| EXCERPTED TEXT |
============================================================

Next up was the red bell pepper. Those of you who know my culinary tastes are probably surprised to see this ingredient. I did buy a small one. I've always hated red bell peppers (and yellow and orange ones, but the green ones are ok). There's just something about them that isn't right, and their flavor always infects anything they touch. But it seemed to be a major part of the flavoring of this recipe, and I couldn't just leave it out. It also didn't seem right to replace it with a green pepper, so I went for it. Red pepper. That was way easier to dice than the onion.

I don't really need to give a play-by-play of the actual cooking for the most part. I just followed the recipe and did what Aarti told me to do. Heating up the raisins was funny - they really did plump up, and I was afraid they were going to explode! I was surprised at how little of the Indian spice, garam masala, went into the sauce. I was terrified that the flavor wasn't going to come through when the whole dish was put together.

So I was happily cooking along, step-by-step. Everything added as I'm told. I got to the point where the ground turkey was done cooking and I added the sauce to the turkey, red pepper, and onion. I want to tell you that it smelled amazing, but it really didn't. It just smelled like food, nothing special (yet). The last step on my recipe print-out was: "Stir and bring to a boil, then lower the heat and simmer until the mixture has thickened slightly, about 10 minutes."

"Wait a minute," I told myself. "There's something missing here. Where's the half & half, and the honey? And when do I add the raisins and pistachios back in?"

I read through the recipe 3 more times, and confirm on the ingredients list that those items were actually supposed to be used. It all seemed good. Then where was the rest of the recipe? Thankfully, my phone can use the internet (I didn't have time to wait for my laptop to boot up), and I found the recipe on the Food Network website in record time. I was missing a bit of the recipe! I felt like such a fool. Why didn't I check to make sure the whole recipe was there when I printed it out?

In any case, I added the half & half, honey, raisins and pistachios as directed, and finally, my dish was complete.

It still didn't smell special.

Tentatively, I took a bite.

It tasted fantastic. Freaking fantastic. It was rich and flavorful - it really came alive inside my mouth. The honey and raisins added a nice sweetness to the dish.

The best part? I even liked the red bell pepper. It didn't infect the whole dish! I actually LIKED it.

It was a bit more spicy than I expected. I did keep the jalapeno in longer than the recipe suggested, so that could be the source for the heat.

============================================================

| DATASET ENTRIES |

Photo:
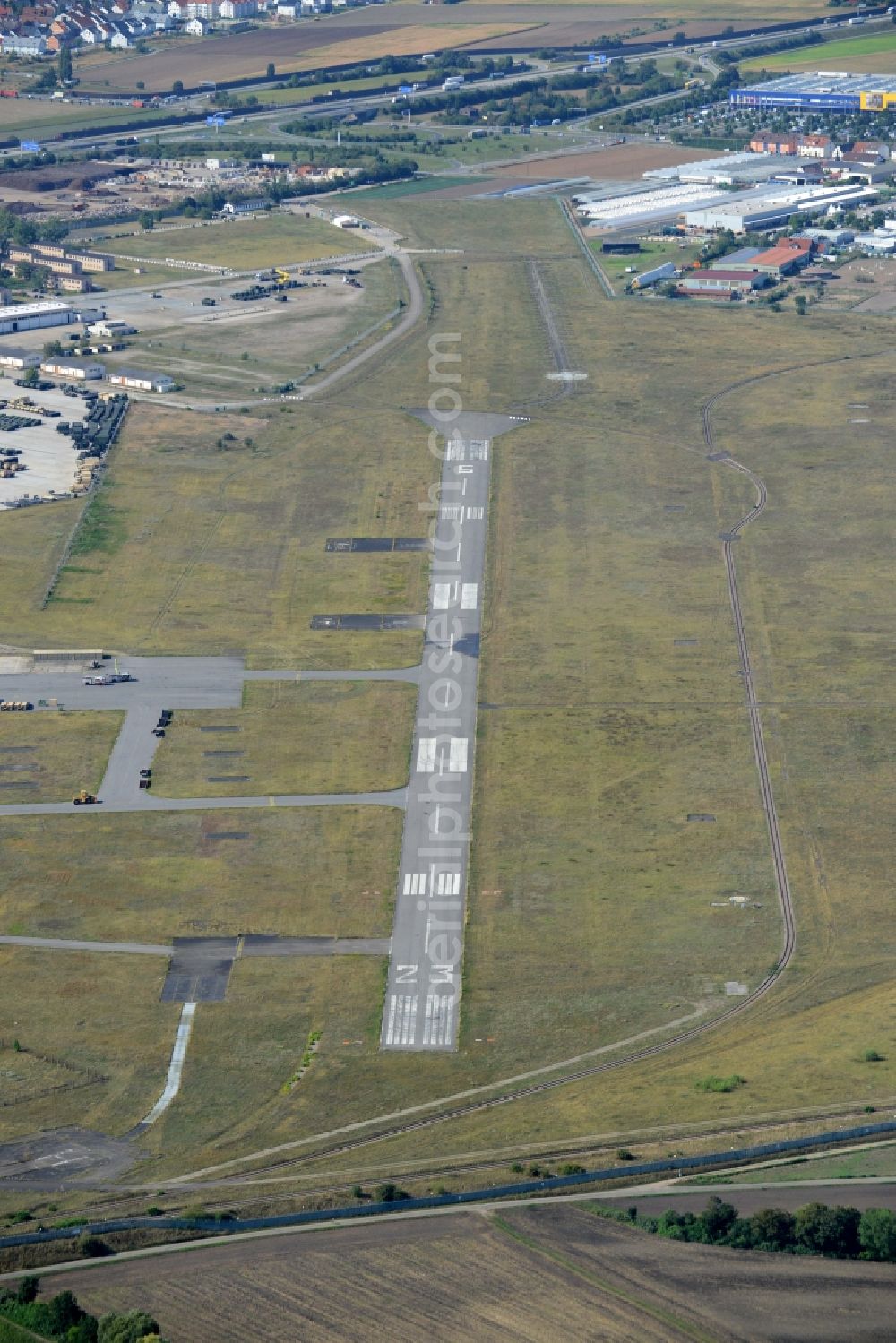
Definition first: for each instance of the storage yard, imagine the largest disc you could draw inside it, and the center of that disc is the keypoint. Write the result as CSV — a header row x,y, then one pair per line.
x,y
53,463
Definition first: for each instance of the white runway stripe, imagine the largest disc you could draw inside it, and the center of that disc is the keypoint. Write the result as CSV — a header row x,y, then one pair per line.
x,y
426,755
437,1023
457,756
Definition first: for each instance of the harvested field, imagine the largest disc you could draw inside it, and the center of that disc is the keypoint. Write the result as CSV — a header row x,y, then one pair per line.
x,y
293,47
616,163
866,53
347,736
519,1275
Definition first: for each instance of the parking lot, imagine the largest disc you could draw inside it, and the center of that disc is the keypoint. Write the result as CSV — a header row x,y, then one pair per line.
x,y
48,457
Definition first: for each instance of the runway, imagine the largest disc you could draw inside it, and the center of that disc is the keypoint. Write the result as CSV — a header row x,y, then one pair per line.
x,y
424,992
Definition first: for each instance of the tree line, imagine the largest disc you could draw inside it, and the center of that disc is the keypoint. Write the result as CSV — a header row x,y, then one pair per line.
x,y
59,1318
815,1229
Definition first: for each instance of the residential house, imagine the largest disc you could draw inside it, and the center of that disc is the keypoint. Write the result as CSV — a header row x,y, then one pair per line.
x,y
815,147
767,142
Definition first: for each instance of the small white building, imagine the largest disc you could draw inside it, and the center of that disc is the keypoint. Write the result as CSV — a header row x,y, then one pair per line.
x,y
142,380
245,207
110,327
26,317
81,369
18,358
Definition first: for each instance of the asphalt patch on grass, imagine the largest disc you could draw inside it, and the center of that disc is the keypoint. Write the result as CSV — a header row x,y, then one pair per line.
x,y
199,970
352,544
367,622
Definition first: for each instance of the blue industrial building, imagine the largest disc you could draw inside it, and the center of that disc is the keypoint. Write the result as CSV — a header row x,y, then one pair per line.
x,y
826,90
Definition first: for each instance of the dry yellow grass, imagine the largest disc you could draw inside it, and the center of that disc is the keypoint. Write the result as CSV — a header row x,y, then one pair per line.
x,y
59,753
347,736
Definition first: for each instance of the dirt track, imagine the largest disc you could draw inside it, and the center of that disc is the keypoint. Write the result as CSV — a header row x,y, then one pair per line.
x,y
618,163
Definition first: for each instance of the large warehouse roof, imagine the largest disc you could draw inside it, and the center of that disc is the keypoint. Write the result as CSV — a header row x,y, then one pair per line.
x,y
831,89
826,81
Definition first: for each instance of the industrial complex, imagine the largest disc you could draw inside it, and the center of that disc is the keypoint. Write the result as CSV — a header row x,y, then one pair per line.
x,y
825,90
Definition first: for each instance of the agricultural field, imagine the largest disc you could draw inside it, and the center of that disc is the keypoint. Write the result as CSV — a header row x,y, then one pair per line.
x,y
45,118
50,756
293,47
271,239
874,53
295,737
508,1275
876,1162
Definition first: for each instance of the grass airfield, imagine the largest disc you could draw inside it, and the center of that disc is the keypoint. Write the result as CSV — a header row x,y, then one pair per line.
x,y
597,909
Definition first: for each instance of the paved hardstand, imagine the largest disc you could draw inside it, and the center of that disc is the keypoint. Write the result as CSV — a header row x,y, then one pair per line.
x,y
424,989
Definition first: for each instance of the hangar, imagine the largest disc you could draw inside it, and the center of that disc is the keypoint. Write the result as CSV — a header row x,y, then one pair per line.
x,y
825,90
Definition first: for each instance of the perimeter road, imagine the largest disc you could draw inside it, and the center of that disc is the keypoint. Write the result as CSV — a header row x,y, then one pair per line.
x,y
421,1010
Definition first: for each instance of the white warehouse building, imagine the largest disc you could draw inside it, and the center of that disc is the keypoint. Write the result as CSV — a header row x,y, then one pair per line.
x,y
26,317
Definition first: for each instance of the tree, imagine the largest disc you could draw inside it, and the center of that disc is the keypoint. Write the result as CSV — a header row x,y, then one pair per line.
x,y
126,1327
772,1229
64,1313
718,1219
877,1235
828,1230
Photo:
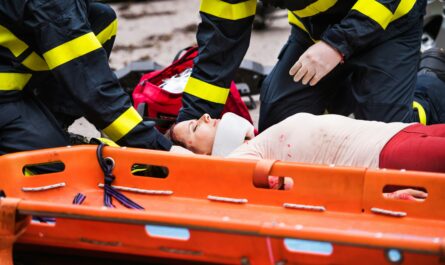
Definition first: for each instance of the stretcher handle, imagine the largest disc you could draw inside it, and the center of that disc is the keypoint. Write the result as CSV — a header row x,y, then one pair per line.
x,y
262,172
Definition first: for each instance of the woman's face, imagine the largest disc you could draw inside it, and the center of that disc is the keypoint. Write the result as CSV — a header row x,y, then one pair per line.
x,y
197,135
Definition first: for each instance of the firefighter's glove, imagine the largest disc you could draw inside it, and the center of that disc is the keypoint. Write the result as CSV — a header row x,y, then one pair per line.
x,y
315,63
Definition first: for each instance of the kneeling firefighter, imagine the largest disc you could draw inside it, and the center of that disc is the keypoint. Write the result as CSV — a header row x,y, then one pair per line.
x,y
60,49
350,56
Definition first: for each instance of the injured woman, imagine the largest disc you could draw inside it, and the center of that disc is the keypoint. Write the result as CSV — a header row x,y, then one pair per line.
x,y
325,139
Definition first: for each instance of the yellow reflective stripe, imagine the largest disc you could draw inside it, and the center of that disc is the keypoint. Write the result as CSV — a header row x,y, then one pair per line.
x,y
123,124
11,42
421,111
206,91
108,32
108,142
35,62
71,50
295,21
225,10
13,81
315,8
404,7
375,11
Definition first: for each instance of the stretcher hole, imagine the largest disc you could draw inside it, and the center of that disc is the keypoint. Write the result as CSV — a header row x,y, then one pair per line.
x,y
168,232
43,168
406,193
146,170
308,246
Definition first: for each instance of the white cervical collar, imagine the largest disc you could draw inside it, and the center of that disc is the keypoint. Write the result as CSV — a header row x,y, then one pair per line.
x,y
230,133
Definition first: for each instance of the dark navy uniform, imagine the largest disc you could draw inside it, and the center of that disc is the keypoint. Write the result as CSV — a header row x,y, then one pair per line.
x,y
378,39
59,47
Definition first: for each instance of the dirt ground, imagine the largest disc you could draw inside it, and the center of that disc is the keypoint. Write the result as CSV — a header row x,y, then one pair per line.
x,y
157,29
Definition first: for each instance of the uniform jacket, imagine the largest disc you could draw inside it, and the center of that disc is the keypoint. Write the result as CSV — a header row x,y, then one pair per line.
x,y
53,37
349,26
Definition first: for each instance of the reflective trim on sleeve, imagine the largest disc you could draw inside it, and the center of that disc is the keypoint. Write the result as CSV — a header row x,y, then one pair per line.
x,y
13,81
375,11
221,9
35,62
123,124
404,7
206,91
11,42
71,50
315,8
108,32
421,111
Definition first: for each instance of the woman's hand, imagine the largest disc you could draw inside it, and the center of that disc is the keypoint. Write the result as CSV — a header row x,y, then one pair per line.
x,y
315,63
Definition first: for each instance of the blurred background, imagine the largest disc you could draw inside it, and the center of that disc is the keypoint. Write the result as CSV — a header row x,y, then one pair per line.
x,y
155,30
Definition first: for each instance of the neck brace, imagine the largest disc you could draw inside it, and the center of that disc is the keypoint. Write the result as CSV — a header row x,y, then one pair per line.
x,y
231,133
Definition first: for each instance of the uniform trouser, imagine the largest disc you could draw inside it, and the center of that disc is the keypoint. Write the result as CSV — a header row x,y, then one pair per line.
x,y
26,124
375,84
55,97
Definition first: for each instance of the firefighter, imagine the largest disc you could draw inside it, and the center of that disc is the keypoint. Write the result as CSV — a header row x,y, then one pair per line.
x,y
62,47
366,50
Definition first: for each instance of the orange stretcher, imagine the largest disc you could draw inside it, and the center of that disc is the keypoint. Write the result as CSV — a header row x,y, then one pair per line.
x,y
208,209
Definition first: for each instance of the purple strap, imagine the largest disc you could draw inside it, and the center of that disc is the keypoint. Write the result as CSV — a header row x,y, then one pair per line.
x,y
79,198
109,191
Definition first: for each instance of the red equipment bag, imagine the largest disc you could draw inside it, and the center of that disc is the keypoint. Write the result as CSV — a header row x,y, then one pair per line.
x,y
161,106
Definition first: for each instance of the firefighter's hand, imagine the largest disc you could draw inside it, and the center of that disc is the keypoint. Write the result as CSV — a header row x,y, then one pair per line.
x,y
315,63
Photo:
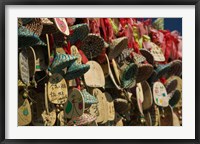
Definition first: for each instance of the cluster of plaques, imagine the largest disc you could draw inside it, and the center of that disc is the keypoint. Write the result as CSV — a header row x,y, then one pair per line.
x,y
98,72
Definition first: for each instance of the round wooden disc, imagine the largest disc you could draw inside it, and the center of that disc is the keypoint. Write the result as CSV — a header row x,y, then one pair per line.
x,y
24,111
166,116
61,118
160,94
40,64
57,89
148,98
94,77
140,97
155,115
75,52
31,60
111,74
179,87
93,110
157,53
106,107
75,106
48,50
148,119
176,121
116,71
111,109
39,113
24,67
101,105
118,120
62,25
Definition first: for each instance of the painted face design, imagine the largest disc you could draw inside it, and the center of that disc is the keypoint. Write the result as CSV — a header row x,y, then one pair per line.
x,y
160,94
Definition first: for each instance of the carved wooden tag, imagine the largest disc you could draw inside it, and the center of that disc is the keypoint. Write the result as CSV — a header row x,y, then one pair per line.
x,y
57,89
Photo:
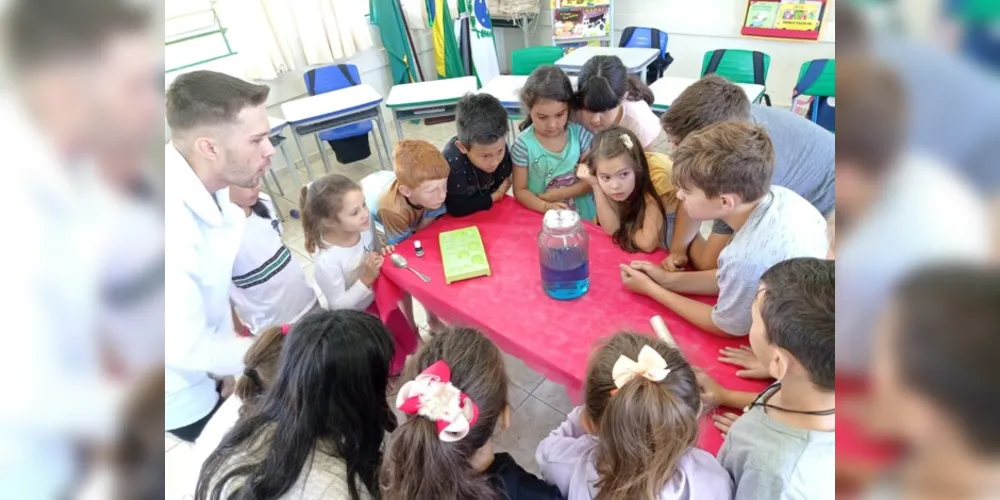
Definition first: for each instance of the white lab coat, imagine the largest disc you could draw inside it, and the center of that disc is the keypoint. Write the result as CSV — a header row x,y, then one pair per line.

============================================================

In the cooking account, list every ingredient that was added only after the writer found the missing part of the recipe online.

| SOLUTION BELOW |
Half & half, honey, raisins, and pistachios.